- [提示本文]
>>>
しかしながら、特許文献1に記載の排水処理方法では、脱水ろ液を再び排水処理することとなり、排水から生じる浄化度の低い水を効率的に排水処理できない。
排水と該排水よりも浸透圧が高い高浸透圧水とを隔てるように配された正浸透膜を介して排水の水分を正浸透によって高浸透圧水側へ移動させる正浸透工程と、正浸透工程にて排水よりも水分が減った濃縮水の水分を焼却場における燃焼排ガス中で気化させる気化工程とを備える。
上記の排水処理方法によれば、正浸透によって十分に浄化された水分を燃焼排ガスの温度を下げるために用いなくても、濃縮水の水分を気化させて燃焼排ガスの温度を下げることができる。濃縮水の水分を気化させるものの、正浸透によって十分に浄化された水分を気化のために用いなくてもよい分、下げる温度幅を小さくでき、燃焼排ガスから熱を十分に回収できる。
<<<
- [提供情報]
>>>
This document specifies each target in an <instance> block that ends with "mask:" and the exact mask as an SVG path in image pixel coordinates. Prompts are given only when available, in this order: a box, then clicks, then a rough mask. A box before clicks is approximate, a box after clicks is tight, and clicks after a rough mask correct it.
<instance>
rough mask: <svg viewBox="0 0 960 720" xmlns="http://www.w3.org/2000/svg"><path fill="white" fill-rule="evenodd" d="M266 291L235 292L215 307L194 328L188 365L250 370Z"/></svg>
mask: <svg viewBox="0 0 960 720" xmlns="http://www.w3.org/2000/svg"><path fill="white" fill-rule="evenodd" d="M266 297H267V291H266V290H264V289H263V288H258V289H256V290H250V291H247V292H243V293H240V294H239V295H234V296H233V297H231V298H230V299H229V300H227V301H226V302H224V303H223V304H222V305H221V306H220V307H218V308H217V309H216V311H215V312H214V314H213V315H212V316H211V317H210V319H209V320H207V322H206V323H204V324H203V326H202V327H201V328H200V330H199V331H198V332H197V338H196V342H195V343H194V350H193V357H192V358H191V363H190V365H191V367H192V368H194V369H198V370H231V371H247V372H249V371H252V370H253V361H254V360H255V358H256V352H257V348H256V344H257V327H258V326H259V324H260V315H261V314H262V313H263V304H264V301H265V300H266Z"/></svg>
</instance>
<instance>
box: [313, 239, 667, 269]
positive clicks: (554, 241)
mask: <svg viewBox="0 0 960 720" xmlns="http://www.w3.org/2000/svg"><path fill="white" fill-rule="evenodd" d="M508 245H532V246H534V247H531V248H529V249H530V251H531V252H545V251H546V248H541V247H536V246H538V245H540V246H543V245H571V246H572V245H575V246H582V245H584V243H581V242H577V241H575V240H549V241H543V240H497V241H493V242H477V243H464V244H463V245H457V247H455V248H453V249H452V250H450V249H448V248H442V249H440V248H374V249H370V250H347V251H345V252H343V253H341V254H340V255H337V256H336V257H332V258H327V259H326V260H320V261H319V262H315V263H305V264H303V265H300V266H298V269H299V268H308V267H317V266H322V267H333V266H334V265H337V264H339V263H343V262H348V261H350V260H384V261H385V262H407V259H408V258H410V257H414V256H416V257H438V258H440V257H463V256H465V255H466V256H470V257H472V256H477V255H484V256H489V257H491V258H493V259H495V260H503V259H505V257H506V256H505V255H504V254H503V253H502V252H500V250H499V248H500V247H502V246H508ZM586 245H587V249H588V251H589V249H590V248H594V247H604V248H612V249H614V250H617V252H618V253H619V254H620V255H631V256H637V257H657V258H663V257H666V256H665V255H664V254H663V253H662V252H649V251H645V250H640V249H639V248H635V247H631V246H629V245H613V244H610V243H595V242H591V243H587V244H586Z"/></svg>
<<<
- [課題内容] 排水処理方法に関する本文全体を、一字一句違えずに書き写しなさい。 この一覧の情報は参照しなくてよい。

- [想定解答]
しかしながら、特許文献1に記載の排水処理方法では、脱水ろ液を再び排水処理することとなり、排水から生じる浄化度の低い水を効率的に排水処理できない。
排水と該排水よりも浸透圧が高い高浸透圧水とを隔てるように配された正浸透膜を介して排水の水分を正浸透によって高浸透圧水側へ移動させる正浸透工程と、正浸透工程にて排水よりも水分が減った濃縮水の水分を焼却場における燃焼排ガス中で気化させる気化工程とを備える。
上記の排水処理方法によれば、正浸透によって十分に浄化された水分を燃焼排ガスの温度を下げるために用いなくても、濃縮水の水分を気化させて燃焼排ガスの温度を下げることができる。濃縮水の水分を気化させるものの、正浸透によって十分に浄化された水分を気化のために用いなくてもよい分、下げる温度幅を小さくでき、燃焼排ガスから熱を十分に回収できる。